* **Exercise goal**:
Present each line of the material below as an item in a numbered list, skipping any blank lines and leaving the pictures out.

==== Records for this exercise ====

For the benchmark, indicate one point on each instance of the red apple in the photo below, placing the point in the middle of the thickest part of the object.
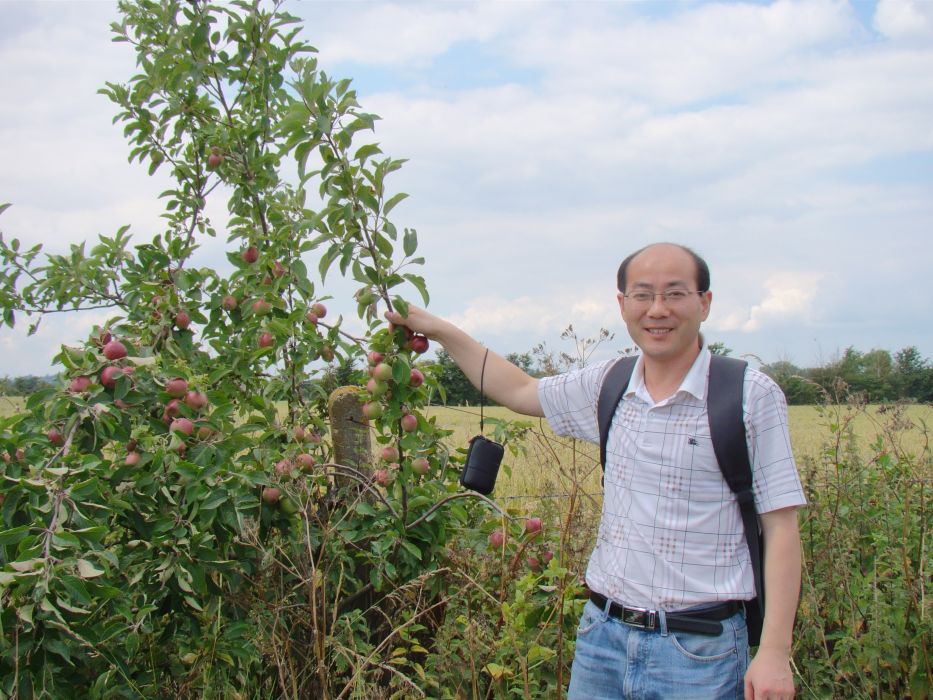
(109, 376)
(79, 385)
(376, 388)
(182, 425)
(176, 388)
(305, 462)
(114, 350)
(382, 372)
(420, 465)
(419, 344)
(195, 400)
(372, 410)
(251, 254)
(172, 408)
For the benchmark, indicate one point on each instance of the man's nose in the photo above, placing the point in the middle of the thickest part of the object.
(658, 307)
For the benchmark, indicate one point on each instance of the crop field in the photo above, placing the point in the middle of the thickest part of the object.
(812, 433)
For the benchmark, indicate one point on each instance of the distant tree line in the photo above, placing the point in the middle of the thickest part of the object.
(24, 386)
(877, 375)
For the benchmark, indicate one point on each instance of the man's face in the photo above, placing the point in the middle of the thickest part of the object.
(664, 330)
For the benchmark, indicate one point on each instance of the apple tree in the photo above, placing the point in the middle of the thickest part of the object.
(172, 518)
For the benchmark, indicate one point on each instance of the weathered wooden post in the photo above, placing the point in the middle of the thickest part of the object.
(349, 430)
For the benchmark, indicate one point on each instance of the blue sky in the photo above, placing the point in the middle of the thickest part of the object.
(790, 143)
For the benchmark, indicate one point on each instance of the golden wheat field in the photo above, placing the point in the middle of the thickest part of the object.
(811, 427)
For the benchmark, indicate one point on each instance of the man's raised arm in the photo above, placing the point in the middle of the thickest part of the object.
(502, 381)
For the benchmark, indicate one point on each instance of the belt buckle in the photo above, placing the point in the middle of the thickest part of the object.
(640, 617)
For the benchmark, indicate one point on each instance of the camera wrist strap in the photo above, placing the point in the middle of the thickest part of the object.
(482, 401)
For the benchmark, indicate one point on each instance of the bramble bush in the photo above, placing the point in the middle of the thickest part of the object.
(864, 627)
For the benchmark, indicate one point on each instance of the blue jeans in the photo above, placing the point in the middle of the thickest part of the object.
(614, 660)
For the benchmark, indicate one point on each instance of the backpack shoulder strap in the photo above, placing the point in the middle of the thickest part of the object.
(727, 422)
(610, 393)
(727, 429)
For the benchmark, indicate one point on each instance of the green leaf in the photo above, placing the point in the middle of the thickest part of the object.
(392, 201)
(410, 241)
(25, 613)
(87, 570)
(418, 283)
(412, 549)
(13, 535)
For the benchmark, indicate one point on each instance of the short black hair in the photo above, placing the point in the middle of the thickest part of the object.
(702, 267)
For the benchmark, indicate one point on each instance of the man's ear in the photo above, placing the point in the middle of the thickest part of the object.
(706, 299)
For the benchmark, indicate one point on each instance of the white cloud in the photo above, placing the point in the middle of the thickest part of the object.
(905, 19)
(402, 34)
(787, 295)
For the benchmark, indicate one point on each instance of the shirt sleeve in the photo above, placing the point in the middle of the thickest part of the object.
(775, 481)
(569, 401)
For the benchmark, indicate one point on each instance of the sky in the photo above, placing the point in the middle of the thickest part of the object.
(790, 143)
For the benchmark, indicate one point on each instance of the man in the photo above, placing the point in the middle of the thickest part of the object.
(670, 537)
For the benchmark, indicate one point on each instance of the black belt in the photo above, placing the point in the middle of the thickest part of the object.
(705, 621)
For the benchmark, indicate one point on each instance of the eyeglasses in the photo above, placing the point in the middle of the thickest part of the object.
(671, 297)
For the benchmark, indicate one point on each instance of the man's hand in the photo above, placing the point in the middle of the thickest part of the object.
(769, 676)
(502, 381)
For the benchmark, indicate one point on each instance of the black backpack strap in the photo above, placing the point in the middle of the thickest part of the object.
(610, 393)
(727, 429)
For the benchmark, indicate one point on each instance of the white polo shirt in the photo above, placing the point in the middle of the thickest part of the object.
(671, 534)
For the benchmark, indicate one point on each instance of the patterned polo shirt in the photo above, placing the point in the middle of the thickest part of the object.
(671, 534)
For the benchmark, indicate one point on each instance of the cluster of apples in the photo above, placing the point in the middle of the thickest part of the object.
(299, 461)
(533, 526)
(261, 307)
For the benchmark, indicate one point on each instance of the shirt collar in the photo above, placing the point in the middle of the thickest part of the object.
(694, 382)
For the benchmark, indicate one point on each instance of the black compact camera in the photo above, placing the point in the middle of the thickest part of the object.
(482, 465)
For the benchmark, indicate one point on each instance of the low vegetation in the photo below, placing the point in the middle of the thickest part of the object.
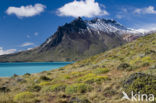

====

* **Answer below**:
1. For the benchmark, indicate one point on each instance of the red apple in the photo below, placing the point in the middle of the thickest part of the object.
2. (109, 376)
3. (79, 385)
4. (376, 388)
5. (182, 425)
6. (176, 388)
7. (305, 462)
8. (114, 350)
9. (382, 372)
10. (420, 465)
11. (419, 344)
12. (195, 400)
13. (372, 410)
14. (251, 254)
15. (172, 408)
16. For the benchmark, indicate one point on each instance of the man's nose in the photo above, placing the point in the middle of the thickest part of the object.
17. (658, 307)
18. For the benchmark, indicate one point on each instance of the crop field in the photo above, placing the point in the middle of the thickest part of the object.
19. (812, 433)
20. For the benchmark, indicate one point on each instance of the distant tree line in the photo above, placing the point in the middle of the thickest part of the object.
21. (24, 386)
22. (877, 375)
23. For the benchmark, indicate one point on each instance of the man's face in the photo above, placing the point in the middle of the thickest part of the object.
24. (664, 330)
25. For the benchmark, indicate one point on each instance of the apple tree in the photo above, placing the point in the middle of the thickest part of the object.
26. (172, 518)
27. For the benchmark, indicate one point on each instance of the weathered wooden post in the photo above, placing the point in the middle of the thickest part of the object.
28. (349, 430)
29. For the benchmark, indicate one point on each instance of the blue sky in the photo above, placing the point in the middle of the thickest part of the object.
30. (790, 143)
31. For the benchmark, indicate one point on each instance of the golden wheat field in the photo above, placing the point in the middle of the thickest part of the object.
32. (811, 427)
33. For the benchmark, indicate one point on each instance of the man's raised arm in the photo above, placing the point in the middle of the thickest part of the object.
34. (502, 381)
35. For the benchmark, indicate one point on each instance of the belt buckle in the photo above, placing the point in the middle of the thickest part of the object.
36. (640, 617)
37. For the benchmark, indicate one point on each instance of the camera wrist strap in the photo above, placing the point in the middle of the thickest part of the object.
38. (482, 401)
39. For the benchmark, indicate one point on each instance of the bramble bush in the photo above, placing the point in the middle of the thickest part of the object.
40. (864, 627)
41. For the benchmark, indicate one point on each instance of the blue jeans in the photo above, placing the point in the middle of the thickest part of the object.
42. (614, 660)
43. For the benchmark, indicate one point on each instance of the backpack shoulder strap in the photo above, placing the point in the middle of the thickest part of the object.
44. (727, 422)
45. (610, 393)
46. (727, 429)
47. For the benchmark, indicate one point on each instance of the green leaf in the photo above, placing the point in the middle of the thickest part of the object.
48. (392, 201)
49. (410, 241)
50. (25, 613)
51. (87, 570)
52. (418, 283)
53. (412, 549)
54. (13, 535)
55. For the benchmark, indicate one point on each instance of the short black hair in the photo above, placing the point in the middle of the thickest part of the object.
56. (702, 267)
57. For the benchmark, indicate one point on each instance of the man's ear in the photo above, placing the point in the middle of the thickest part of the object.
58. (706, 299)
59. For the benchmark, indicate one point on each instance of the white cloud in the photo above, placing the point in the middle of the thickest part of the object.
60. (905, 19)
61. (402, 34)
62. (787, 295)
63. For the benchmark, indicate one point on each instance of the shirt sleeve in the photo above, placing the point in the middle of the thickest part of the object.
64. (775, 481)
65. (569, 401)
66. For the benchmark, indicate one point on each instance of the sky in the photo above, placing the point in the middle of the thickest part of the object.
67. (790, 143)
68. For the benchmark, indicate one point on each instance of the man in the photo above, placing the point in the middle of the thickest part of the object.
69. (670, 537)
70. For the benchmark, indicate one point on each instance of the black belt in the photo above, placing the point in the middle of the thickest part of the object.
71. (705, 621)
72. For the benchmark, indicate one point on each instance of the eyeglasses in the photo above, placing the point in the middle of the thickest part of the object.
73. (671, 297)
74. For the benchmark, indicate one point on each instance of the man's hand in the photo above, placing the point in the middle of the thickest part of the object.
75. (769, 676)
76. (502, 381)
77. For the benchmark, indicate one point on each instance of the black backpack strap in the photo above, placing the point in the middle of the thickest part of the object.
78. (610, 393)
79. (727, 429)
80. For the benchmark, indicate one point on each instance of the white polo shirt in the photo above, placing the point in the middle of the thickest part of the object.
81. (671, 534)
82. For the benchmark, indicate one point on each instance of the patterned polo shirt in the photo above, placing the point in the middle of the thickest part of the object.
83. (671, 534)
84. For the benchmark, indicate one point on each instance of the cluster of apples in the photo above, placing the point in the middle of the thickest part of the object.
85. (299, 461)
86. (533, 526)
87. (261, 307)
88. For the benchmark, indicate one point on each instance of the shirt collar in the photo above, placing the point in the middle of the thickest part of the object.
89. (694, 382)
90. For the benchmark, indicate one point on each instance of the black compact camera in the photo above, placing the point in the middle of the thickest part of the object.
91. (482, 465)
92. For the benchmark, indicate one point on each instance of the low vegetation in the photo below, placing the point in the middle of the thickest part of the object.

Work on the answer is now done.